▶ [Task statement] Transcribe the whole listing without a single picture.

>> start Task input

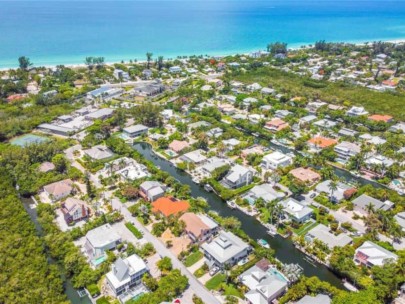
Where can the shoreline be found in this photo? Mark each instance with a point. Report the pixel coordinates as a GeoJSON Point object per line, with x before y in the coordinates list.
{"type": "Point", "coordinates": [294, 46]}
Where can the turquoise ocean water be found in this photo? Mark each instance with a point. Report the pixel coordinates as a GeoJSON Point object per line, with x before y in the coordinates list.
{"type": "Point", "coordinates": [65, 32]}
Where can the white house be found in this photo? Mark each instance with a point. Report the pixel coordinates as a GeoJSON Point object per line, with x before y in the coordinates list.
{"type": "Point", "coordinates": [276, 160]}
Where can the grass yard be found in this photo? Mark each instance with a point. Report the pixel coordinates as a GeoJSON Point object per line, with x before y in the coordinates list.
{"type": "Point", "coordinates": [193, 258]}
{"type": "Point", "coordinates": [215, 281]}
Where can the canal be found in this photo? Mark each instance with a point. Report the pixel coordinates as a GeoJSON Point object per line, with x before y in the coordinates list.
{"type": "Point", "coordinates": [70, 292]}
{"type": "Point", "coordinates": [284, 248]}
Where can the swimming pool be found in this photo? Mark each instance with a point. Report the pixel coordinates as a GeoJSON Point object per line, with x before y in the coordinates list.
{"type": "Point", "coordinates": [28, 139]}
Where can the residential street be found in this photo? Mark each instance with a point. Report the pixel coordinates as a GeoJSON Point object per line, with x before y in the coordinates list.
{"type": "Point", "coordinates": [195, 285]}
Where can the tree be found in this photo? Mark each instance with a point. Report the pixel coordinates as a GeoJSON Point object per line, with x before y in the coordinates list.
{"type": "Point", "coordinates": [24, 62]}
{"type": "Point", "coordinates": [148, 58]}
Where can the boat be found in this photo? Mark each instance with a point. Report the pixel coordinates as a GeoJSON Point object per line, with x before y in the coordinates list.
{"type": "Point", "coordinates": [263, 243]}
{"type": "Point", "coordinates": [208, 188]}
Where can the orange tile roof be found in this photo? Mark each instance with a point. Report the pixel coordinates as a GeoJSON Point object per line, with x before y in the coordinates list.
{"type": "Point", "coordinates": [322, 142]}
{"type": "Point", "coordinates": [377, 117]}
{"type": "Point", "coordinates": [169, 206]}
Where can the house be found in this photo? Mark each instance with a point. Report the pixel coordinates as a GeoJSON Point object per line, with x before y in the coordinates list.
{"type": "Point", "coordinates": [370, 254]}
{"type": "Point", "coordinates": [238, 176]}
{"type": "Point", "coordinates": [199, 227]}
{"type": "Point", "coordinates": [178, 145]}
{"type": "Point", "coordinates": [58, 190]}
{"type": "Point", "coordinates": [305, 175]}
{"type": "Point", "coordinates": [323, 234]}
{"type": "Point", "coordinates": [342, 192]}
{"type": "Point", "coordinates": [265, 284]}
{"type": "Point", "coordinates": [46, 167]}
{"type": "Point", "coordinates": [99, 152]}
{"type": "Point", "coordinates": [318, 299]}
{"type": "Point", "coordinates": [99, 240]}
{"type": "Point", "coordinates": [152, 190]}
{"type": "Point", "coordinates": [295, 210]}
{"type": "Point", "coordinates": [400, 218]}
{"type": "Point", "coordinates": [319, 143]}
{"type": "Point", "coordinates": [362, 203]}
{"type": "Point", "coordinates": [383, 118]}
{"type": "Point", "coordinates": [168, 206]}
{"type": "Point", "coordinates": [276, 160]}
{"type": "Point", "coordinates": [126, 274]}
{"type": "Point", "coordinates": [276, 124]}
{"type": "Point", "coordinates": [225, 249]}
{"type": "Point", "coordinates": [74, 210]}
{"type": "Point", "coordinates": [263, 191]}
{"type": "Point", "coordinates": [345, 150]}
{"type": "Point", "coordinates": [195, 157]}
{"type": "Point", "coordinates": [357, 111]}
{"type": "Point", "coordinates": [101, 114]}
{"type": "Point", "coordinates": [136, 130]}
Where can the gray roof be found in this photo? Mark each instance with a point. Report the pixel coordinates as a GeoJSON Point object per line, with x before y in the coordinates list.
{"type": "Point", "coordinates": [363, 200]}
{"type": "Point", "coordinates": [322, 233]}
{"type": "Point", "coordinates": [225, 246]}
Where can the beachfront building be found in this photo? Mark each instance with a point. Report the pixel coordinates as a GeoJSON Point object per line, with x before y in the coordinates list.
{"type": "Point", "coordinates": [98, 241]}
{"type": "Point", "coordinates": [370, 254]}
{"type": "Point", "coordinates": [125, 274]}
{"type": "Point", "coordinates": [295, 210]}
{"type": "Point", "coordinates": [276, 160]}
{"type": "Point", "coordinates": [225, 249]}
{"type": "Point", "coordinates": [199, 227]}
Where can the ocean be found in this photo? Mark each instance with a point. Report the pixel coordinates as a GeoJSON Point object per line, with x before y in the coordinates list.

>> end Task input

▶ [Solution to this exercise]
Where can the shoreline be found in this photo? Mark each instance with a point. Report the pixel coordinates as a GeoJSON Point object per line, with x before y in the coordinates list.
{"type": "Point", "coordinates": [294, 46]}
Where can the turquoise ocean water be found in this photo? Mark each instance with a point. Report the pixel coordinates as a GeoJSON Point object per line, with x before y in the coordinates list.
{"type": "Point", "coordinates": [65, 32]}
Where can the white house be found in this photo? Mark each instance with a point. Report the pixel coordinates as a GeoJSON Point object per line, with x before y in the coordinates list.
{"type": "Point", "coordinates": [276, 160]}
Where can the grass yard be found in this photo? Mark each instance with a point. Report the pixel coordinates as a GeoJSON Point object per line, with x before y in the coordinates list.
{"type": "Point", "coordinates": [193, 258]}
{"type": "Point", "coordinates": [215, 281]}
Where can the canal be found in this photo? Mark each instance with a point. Report the pixel coordinates as a GeoJSON Point object per line, with x before y in the coordinates list.
{"type": "Point", "coordinates": [70, 292]}
{"type": "Point", "coordinates": [284, 248]}
Where can the swimming pool be found in this photo? Mark each instance with a point. Report the pixel coordinates as a GeoJSON Point object per line, with x before y in the coordinates list.
{"type": "Point", "coordinates": [28, 139]}
Where can the residential street be found in this photo? Mark each instance with a point. Report the pixel coordinates as a GeoJSON Point object per line, with x before y in the coordinates list.
{"type": "Point", "coordinates": [195, 285]}
Where can the tree be found in this photo? Mark each instance with a point. Report the pixel coordinates as a GeoJSON Point object per line, with x before y in the coordinates list.
{"type": "Point", "coordinates": [24, 62]}
{"type": "Point", "coordinates": [148, 58]}
Where can the boat be found in this photo? Mark each instance with a point. Report the pixel coordinates as a GeoJSON Point object per line, with x before y in the coordinates list.
{"type": "Point", "coordinates": [263, 243]}
{"type": "Point", "coordinates": [208, 188]}
Where can the orange tile roof be found in this photo? Mark each instance with a point. Report the pixel coordinates as a GeoJSON Point object per line, with x before y in the coordinates list.
{"type": "Point", "coordinates": [322, 142]}
{"type": "Point", "coordinates": [377, 117]}
{"type": "Point", "coordinates": [169, 206]}
Where can the house be found in this photo? Mark each instance with a point. Report the pixel coordinates as a GeoJSON Point object per line, with x before y in the coordinates list.
{"type": "Point", "coordinates": [370, 254]}
{"type": "Point", "coordinates": [238, 176]}
{"type": "Point", "coordinates": [199, 227]}
{"type": "Point", "coordinates": [178, 145]}
{"type": "Point", "coordinates": [58, 190]}
{"type": "Point", "coordinates": [305, 175]}
{"type": "Point", "coordinates": [323, 234]}
{"type": "Point", "coordinates": [342, 192]}
{"type": "Point", "coordinates": [265, 284]}
{"type": "Point", "coordinates": [46, 167]}
{"type": "Point", "coordinates": [99, 152]}
{"type": "Point", "coordinates": [318, 299]}
{"type": "Point", "coordinates": [99, 240]}
{"type": "Point", "coordinates": [152, 190]}
{"type": "Point", "coordinates": [295, 210]}
{"type": "Point", "coordinates": [400, 218]}
{"type": "Point", "coordinates": [319, 143]}
{"type": "Point", "coordinates": [362, 203]}
{"type": "Point", "coordinates": [383, 118]}
{"type": "Point", "coordinates": [168, 206]}
{"type": "Point", "coordinates": [276, 160]}
{"type": "Point", "coordinates": [126, 274]}
{"type": "Point", "coordinates": [276, 124]}
{"type": "Point", "coordinates": [225, 249]}
{"type": "Point", "coordinates": [74, 210]}
{"type": "Point", "coordinates": [263, 191]}
{"type": "Point", "coordinates": [345, 150]}
{"type": "Point", "coordinates": [195, 157]}
{"type": "Point", "coordinates": [357, 111]}
{"type": "Point", "coordinates": [101, 114]}
{"type": "Point", "coordinates": [136, 130]}
Where can the gray roof be found in this photo? Mark each instance with a point. Report the pixel coordinates as a GeoJSON Point object per line, with x before y in the coordinates list.
{"type": "Point", "coordinates": [363, 200]}
{"type": "Point", "coordinates": [322, 233]}
{"type": "Point", "coordinates": [225, 246]}
Where can the beachfront building be found in this photo? Mark each instance with a point. Report the pixel coordinates as a GeoJSON Point object per line, with x before y in the coordinates list.
{"type": "Point", "coordinates": [98, 241]}
{"type": "Point", "coordinates": [370, 254]}
{"type": "Point", "coordinates": [125, 274]}
{"type": "Point", "coordinates": [295, 210]}
{"type": "Point", "coordinates": [276, 160]}
{"type": "Point", "coordinates": [225, 249]}
{"type": "Point", "coordinates": [199, 227]}
Where can the ocean be found in this photo? Mark each instance with a point. Report the pixel coordinates as a GeoJSON Point object per line, with x before y in the coordinates list.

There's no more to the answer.